> TO DO
Please collect every line below that contains the word "child" and copy each of those lines in full.

:: SUPPLIED RECORDS ::

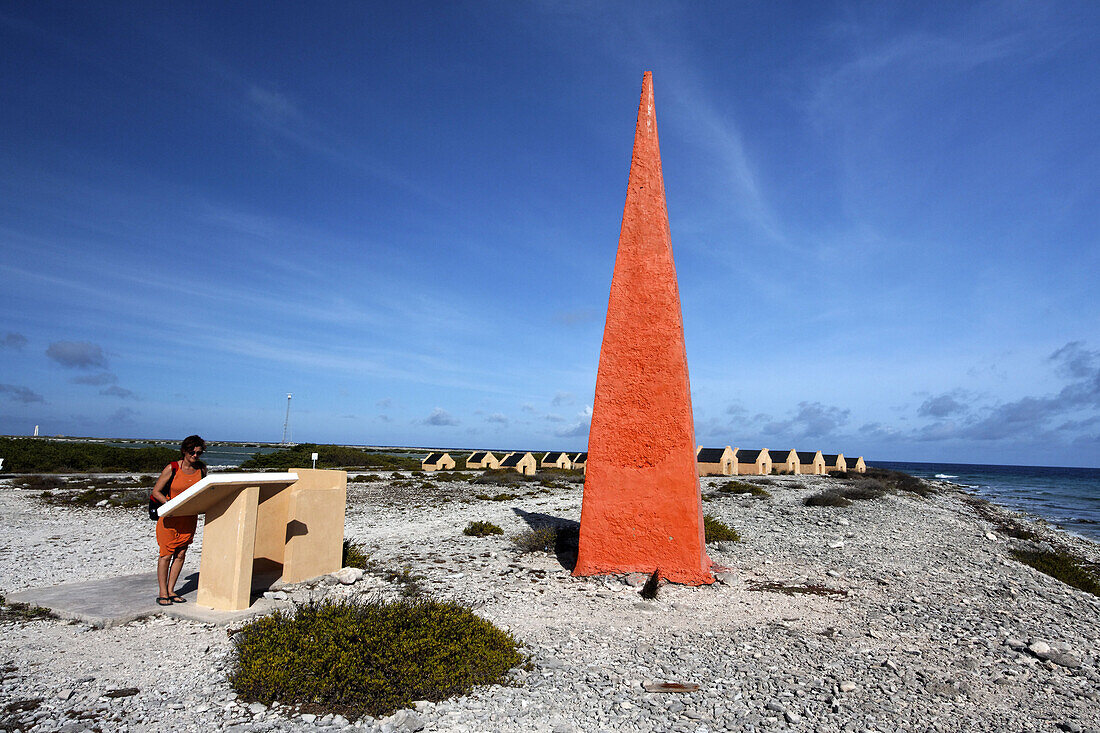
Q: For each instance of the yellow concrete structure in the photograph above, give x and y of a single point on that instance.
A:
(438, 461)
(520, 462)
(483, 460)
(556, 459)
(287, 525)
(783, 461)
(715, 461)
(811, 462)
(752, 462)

:::
:: SUPPLIED RECORDS ::

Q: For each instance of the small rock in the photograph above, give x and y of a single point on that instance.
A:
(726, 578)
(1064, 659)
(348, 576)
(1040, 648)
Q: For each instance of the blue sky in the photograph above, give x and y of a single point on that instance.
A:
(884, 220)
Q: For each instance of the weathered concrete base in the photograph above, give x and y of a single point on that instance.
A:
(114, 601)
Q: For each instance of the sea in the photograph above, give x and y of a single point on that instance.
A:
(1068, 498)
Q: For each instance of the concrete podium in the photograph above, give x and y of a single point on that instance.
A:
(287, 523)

:::
:: SUPPLIED RECORDS ::

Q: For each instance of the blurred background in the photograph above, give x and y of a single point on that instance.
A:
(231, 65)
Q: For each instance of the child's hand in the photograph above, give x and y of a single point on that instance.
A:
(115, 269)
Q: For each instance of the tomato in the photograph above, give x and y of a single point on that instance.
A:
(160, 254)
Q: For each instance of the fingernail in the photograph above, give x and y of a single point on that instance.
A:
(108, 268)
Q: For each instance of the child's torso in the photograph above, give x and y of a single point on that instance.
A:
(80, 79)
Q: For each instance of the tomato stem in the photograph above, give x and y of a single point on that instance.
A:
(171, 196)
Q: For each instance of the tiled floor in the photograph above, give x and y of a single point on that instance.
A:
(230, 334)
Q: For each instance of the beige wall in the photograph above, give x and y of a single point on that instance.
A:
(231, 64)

:::

> FULL SOLUTION
Q: For each instance of the child's hand in the photograph above, give x and y of a single point on that instance.
Q: For each instance of the child's torso in the photograph above, give x and y of a single point on that instance.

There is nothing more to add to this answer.